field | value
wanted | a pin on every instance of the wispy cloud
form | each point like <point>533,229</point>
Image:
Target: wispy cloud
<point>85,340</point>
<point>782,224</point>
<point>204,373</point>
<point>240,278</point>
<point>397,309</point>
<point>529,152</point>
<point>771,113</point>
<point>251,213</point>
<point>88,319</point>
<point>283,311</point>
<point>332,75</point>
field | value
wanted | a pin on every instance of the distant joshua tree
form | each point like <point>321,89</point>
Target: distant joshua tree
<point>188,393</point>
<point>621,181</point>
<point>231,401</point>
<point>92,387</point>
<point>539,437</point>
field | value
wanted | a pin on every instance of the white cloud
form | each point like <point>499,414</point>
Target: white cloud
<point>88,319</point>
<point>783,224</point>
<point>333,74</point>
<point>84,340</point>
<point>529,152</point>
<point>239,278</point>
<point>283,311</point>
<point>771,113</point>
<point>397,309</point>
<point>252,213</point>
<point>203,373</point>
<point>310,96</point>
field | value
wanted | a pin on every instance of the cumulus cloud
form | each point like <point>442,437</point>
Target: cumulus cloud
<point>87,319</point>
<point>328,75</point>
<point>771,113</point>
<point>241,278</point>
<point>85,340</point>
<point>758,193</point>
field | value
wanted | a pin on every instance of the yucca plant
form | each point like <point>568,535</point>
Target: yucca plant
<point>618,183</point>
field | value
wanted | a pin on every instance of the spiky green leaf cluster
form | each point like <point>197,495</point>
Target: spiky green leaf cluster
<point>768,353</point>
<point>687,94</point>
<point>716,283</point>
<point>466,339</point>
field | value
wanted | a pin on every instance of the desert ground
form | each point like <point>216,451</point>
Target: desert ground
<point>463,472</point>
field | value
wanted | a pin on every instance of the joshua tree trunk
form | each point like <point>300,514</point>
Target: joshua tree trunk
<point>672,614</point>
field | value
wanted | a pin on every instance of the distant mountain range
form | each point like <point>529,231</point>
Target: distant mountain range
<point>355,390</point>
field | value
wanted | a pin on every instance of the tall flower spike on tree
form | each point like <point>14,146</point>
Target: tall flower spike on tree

----------

• REQUIREMENTS
Please copy out, character for character, everything in the rows above from the very first line down to and including the line that contains "<point>310,96</point>".

• THE REPLY
field | value
wanted | a pin on every instance of the wispy cloud
form | each point like <point>533,229</point>
Image:
Target: wispy cloud
<point>85,340</point>
<point>782,224</point>
<point>204,373</point>
<point>240,278</point>
<point>397,309</point>
<point>529,152</point>
<point>771,113</point>
<point>251,213</point>
<point>88,319</point>
<point>283,311</point>
<point>332,75</point>
field | value
wanted | a pin on every instance of the distant joshua tree
form | each point like <point>321,89</point>
Target: distant joshua tree
<point>188,393</point>
<point>621,181</point>
<point>231,401</point>
<point>92,387</point>
<point>539,437</point>
field | value
wanted | a pin on every instance of the white cloud
form | each point like <point>499,414</point>
Target: white cloud
<point>88,319</point>
<point>783,224</point>
<point>333,74</point>
<point>84,340</point>
<point>529,152</point>
<point>239,278</point>
<point>283,311</point>
<point>771,113</point>
<point>397,309</point>
<point>252,213</point>
<point>203,373</point>
<point>310,96</point>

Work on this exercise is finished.